Exercise prompt: Your task is to gather the lines below that hold the string "border".

Region pointing data:
******

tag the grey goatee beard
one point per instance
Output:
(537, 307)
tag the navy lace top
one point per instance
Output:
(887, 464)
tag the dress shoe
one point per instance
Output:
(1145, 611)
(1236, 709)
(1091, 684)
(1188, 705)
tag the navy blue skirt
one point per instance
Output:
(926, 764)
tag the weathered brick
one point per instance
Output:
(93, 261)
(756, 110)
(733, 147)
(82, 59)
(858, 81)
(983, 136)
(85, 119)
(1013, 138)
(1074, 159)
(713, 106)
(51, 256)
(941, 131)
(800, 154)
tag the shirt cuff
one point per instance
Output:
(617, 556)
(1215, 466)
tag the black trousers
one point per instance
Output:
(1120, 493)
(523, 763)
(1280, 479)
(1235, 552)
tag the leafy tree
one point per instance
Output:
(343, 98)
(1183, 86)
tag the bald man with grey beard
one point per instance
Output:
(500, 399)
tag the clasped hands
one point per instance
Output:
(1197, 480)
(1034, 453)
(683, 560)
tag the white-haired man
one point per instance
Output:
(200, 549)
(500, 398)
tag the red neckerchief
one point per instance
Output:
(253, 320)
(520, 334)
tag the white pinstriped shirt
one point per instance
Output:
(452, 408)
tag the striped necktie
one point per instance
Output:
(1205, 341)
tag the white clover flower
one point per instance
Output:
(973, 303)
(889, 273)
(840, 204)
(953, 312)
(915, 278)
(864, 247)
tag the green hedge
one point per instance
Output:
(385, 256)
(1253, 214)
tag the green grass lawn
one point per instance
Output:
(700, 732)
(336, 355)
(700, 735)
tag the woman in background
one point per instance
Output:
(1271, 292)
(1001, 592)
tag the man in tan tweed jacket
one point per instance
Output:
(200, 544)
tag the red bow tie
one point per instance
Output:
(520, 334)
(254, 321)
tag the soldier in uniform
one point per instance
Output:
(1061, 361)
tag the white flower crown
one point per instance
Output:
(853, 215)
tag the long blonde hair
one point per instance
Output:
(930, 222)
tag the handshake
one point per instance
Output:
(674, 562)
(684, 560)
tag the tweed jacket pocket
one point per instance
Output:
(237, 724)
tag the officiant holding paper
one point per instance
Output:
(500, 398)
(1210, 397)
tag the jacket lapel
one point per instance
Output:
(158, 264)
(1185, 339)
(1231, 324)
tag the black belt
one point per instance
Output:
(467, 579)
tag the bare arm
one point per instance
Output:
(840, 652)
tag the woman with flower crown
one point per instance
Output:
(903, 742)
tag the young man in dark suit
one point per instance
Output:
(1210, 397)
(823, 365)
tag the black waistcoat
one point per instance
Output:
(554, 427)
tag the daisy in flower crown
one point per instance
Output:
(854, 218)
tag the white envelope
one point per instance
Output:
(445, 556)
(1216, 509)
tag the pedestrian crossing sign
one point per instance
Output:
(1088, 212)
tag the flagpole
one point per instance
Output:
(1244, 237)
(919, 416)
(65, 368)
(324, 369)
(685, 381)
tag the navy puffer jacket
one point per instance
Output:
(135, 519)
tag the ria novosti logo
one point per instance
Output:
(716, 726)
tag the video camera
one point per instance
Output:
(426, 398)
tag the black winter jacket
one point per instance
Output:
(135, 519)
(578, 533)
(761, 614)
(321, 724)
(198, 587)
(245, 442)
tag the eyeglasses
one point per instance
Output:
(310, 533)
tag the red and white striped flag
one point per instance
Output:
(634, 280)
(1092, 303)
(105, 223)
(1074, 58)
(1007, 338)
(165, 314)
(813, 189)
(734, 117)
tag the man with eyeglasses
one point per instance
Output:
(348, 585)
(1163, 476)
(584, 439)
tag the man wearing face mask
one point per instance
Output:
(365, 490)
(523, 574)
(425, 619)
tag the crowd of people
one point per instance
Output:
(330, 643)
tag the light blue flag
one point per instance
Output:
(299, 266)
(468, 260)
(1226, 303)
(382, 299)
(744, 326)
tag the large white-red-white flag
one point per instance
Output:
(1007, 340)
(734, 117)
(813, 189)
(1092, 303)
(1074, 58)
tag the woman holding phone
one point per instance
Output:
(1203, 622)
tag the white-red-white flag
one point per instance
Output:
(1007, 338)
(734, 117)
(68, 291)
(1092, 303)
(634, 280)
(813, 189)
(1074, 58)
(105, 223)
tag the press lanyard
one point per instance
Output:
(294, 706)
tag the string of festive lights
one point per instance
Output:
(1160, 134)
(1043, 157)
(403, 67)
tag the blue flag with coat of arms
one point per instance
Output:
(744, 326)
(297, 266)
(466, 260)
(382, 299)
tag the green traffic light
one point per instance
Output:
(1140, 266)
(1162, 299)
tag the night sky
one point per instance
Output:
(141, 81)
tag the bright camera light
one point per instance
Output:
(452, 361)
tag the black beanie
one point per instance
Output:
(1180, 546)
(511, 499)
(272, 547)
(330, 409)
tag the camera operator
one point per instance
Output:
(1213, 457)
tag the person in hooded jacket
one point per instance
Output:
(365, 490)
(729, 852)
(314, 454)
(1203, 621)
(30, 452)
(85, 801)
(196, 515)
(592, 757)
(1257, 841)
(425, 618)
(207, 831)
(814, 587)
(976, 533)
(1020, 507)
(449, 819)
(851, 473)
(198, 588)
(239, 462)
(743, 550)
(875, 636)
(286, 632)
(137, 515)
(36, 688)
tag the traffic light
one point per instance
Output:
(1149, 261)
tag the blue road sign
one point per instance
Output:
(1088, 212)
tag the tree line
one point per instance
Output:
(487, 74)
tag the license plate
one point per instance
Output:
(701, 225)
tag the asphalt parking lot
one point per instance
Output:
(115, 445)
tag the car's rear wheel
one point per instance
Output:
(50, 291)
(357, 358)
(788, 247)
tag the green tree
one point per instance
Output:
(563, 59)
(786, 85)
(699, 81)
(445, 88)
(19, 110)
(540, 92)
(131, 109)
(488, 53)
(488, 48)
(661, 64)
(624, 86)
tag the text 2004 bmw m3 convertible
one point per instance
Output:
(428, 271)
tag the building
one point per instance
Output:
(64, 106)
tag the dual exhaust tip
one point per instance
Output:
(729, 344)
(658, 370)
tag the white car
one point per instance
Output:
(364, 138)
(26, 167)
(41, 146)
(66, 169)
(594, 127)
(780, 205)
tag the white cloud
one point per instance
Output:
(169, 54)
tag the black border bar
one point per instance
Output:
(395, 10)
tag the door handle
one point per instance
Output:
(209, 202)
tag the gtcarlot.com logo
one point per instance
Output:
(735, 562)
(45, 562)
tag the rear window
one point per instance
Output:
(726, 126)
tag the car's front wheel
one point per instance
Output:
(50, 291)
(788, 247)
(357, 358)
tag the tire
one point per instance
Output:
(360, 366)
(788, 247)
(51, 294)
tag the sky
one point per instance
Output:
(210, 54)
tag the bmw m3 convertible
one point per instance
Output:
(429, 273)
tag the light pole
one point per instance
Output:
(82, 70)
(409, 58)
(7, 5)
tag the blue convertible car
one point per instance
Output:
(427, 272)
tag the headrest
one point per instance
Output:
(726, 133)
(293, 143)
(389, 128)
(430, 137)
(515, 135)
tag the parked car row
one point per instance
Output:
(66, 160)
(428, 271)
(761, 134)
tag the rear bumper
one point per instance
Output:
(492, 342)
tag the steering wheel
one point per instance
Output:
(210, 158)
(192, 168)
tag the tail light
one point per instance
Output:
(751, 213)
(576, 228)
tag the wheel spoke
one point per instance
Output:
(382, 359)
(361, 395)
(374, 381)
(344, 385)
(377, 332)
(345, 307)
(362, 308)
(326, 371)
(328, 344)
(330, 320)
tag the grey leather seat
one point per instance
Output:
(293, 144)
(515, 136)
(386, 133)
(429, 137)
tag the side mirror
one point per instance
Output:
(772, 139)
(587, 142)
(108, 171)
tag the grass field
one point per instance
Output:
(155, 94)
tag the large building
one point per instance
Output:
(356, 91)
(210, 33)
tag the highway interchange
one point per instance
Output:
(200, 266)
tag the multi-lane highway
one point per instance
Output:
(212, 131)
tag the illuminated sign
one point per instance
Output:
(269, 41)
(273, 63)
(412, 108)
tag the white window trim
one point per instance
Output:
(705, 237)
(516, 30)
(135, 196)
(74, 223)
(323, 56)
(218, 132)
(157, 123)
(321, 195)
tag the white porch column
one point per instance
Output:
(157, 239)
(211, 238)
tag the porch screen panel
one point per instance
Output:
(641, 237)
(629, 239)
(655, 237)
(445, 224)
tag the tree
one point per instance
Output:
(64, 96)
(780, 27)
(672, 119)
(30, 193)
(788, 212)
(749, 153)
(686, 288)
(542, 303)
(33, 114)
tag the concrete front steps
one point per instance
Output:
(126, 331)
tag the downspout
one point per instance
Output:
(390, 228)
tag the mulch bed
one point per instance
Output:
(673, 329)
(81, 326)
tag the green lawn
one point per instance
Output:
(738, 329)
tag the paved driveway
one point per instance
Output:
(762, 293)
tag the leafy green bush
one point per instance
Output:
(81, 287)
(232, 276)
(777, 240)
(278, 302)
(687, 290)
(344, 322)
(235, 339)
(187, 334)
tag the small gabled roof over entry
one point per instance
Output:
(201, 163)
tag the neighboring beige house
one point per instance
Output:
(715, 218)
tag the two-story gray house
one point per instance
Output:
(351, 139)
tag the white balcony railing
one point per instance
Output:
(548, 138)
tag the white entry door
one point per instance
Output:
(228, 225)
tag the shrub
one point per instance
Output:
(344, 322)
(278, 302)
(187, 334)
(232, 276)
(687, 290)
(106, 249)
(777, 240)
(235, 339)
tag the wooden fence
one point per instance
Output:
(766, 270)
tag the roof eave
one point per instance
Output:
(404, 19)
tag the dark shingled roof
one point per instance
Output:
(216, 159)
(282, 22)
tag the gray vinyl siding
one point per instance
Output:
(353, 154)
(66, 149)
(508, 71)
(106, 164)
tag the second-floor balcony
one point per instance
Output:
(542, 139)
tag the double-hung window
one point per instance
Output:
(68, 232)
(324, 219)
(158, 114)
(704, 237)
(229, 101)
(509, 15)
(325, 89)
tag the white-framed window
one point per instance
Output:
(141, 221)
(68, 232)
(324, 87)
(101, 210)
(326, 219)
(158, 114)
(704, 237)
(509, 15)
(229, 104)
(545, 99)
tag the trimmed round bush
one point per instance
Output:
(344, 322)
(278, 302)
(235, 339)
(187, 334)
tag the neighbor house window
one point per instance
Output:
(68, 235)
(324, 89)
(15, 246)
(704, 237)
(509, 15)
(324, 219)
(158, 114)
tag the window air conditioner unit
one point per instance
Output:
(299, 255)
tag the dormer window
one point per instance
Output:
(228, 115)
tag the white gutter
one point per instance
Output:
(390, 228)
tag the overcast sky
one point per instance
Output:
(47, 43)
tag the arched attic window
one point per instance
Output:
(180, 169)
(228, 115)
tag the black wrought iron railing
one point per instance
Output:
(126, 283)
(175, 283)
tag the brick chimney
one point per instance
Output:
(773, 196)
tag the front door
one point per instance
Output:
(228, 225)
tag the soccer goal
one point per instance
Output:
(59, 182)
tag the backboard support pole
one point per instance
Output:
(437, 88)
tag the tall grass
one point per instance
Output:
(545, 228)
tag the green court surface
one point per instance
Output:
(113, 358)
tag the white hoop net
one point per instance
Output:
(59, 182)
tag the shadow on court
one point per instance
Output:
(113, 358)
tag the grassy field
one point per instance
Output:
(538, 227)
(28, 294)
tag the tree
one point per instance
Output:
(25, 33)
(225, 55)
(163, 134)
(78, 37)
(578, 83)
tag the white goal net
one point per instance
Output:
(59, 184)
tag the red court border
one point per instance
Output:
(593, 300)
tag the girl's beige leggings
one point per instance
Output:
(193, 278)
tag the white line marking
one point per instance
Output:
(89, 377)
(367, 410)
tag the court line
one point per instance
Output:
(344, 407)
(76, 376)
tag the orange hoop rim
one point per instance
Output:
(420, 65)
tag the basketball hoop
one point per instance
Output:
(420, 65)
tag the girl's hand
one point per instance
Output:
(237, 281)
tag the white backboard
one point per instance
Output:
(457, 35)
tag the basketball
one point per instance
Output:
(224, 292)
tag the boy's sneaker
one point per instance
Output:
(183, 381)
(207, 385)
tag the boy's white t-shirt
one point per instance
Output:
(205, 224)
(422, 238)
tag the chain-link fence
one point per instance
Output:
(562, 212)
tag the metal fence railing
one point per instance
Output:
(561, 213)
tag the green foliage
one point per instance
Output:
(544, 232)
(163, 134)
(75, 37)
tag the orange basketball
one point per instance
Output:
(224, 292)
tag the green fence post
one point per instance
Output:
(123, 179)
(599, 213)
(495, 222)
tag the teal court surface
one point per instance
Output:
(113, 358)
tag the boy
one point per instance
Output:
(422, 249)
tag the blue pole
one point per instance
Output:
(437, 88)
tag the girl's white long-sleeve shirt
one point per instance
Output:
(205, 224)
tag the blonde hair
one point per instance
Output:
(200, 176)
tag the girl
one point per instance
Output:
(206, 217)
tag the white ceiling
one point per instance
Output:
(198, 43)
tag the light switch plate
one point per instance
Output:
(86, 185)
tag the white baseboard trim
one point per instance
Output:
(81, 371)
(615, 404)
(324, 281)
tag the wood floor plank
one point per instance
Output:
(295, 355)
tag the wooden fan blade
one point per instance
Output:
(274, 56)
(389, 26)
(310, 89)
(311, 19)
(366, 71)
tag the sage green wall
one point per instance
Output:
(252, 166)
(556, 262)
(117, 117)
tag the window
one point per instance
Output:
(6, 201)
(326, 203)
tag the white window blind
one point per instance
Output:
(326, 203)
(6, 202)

******

Result:
tag the black border bar
tag the red court border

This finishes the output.